## 文档摘录
—————

二叉树的实现_遍历_重构_树形显示

//测试数据 
//1 2 4 7 -1 -1 -1 5 -1 -1 3 -1 6 -1 -1
//1 2 4 11 -1 22 -1 -1 -1 5 -1 -1 3 6 -1 -1 7 -1 -1


#include <iostream>
#include <cstring>
using namespace std;

template<typename T>
struct BinaryNode
{ 
    T element;
    BinaryNode<T> *left;
    BinaryNode<T> *right;

    BinaryNode() : element(0), left(nullptr), right(nullptr) { } 
    BinaryNode(const T &theElement, BinaryNode *lt, BinaryNode *rt)
        : element(theElement), left(lt), right(rt) {}
    
};


template<typename T>
class BinarySearchTree
{
public:
    BinarySearchTree() {
        root = nullptr;
    }
    BinarySearchTree(const BinarySearchTree& rhs) {  //复制构造函数
        root = clone(rhs.root);
    }
    ~BinarySearchTree();
    
    void RootCreate(const T& end); //创建根结点的以下结点 
    
    bool contains(const T& x) const;

    bool getNode(const T& e, const T&sub) {      
        if (getNode(e, root) != nullptr) {
            getNode(e, root)->element = sub;  //得到元素为e的结点 
            return true;
        }
        return false;        
    }
    
    //求父亲的值 
    T getParents(const T& e) const {
        return getParents(root, e);
    }

    bool isEmpty() const {
        if (root == nullptr)

—————

## 所供材料
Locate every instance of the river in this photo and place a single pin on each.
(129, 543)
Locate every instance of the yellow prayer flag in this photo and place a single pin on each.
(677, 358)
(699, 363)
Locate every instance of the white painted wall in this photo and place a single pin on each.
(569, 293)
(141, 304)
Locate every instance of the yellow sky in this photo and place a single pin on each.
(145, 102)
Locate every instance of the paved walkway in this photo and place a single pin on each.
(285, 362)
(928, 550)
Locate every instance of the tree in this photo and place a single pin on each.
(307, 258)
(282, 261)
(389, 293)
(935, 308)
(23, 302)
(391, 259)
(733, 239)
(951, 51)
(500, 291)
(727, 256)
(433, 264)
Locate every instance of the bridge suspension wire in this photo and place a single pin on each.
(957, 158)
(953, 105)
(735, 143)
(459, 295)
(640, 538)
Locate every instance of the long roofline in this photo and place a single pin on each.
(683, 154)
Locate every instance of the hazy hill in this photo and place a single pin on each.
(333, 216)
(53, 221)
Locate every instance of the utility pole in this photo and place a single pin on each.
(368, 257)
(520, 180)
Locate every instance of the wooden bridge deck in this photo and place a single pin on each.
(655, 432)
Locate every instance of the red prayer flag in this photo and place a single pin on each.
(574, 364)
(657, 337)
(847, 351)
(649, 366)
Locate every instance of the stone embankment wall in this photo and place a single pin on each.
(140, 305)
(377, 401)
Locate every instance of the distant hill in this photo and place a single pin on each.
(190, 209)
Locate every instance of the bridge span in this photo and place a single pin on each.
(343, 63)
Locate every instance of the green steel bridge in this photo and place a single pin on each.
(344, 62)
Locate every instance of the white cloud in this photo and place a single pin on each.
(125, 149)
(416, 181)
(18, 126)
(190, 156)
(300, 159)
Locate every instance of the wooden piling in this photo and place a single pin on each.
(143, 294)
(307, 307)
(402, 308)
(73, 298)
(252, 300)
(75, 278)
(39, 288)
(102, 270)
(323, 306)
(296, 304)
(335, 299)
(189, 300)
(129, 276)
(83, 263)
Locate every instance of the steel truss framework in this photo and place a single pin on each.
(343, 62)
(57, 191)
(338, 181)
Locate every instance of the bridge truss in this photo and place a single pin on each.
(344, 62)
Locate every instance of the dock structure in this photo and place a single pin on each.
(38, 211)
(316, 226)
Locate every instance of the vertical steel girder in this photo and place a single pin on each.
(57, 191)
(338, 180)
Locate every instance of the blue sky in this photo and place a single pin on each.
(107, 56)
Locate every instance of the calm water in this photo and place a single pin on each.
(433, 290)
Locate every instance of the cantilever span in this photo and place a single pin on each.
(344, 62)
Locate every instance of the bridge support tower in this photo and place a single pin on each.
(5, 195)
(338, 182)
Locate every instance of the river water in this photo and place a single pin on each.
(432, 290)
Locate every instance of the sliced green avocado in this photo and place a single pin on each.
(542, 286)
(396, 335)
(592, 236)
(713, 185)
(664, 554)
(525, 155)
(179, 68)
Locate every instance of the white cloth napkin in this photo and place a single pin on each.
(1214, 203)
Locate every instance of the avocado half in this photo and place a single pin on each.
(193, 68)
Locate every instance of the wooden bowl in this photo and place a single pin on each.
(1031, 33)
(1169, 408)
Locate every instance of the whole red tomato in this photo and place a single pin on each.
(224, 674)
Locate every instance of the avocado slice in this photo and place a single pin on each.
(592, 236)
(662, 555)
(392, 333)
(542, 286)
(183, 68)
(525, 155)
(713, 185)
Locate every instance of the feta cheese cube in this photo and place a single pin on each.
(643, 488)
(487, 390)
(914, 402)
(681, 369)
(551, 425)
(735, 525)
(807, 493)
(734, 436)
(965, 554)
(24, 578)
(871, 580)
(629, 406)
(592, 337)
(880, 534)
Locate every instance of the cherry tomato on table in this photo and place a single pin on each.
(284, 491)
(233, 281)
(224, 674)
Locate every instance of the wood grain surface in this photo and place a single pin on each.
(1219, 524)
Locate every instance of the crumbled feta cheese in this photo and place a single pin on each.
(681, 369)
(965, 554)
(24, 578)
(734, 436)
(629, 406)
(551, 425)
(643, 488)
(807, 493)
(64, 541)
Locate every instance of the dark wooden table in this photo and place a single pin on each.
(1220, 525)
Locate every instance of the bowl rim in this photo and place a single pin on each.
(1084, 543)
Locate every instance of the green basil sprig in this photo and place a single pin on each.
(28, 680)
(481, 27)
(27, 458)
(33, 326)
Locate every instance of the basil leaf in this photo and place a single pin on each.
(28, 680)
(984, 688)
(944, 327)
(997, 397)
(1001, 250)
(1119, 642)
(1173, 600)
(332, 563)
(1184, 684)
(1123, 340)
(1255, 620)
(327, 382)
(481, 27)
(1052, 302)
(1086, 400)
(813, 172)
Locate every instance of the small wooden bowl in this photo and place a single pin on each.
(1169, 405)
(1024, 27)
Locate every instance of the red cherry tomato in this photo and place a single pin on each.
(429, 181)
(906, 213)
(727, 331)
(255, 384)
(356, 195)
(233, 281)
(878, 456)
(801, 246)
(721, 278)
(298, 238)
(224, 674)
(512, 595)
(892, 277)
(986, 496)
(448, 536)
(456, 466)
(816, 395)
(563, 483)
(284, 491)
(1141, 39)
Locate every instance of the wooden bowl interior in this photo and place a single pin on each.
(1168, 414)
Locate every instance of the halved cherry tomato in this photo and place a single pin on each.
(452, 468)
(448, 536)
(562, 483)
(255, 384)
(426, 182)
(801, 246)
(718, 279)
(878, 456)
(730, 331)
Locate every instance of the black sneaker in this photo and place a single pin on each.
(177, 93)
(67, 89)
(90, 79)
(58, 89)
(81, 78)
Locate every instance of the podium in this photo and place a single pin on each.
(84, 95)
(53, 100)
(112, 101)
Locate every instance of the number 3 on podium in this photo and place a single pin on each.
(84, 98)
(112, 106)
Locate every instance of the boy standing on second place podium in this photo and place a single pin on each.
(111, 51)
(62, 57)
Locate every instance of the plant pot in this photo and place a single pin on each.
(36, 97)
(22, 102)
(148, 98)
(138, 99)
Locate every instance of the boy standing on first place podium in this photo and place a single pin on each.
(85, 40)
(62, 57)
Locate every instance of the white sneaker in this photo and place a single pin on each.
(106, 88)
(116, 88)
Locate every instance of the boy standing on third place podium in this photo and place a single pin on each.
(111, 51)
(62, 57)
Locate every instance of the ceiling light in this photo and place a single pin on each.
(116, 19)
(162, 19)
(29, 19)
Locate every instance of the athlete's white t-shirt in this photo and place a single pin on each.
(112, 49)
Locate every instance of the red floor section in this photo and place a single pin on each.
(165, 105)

—————

## 任务要求
在文档摘录中，BinarySearchTree 的复制构造函数用什么给 root 赋值？

## 任务答案
用 clone(rhs.root) 的返回值给 root 赋值。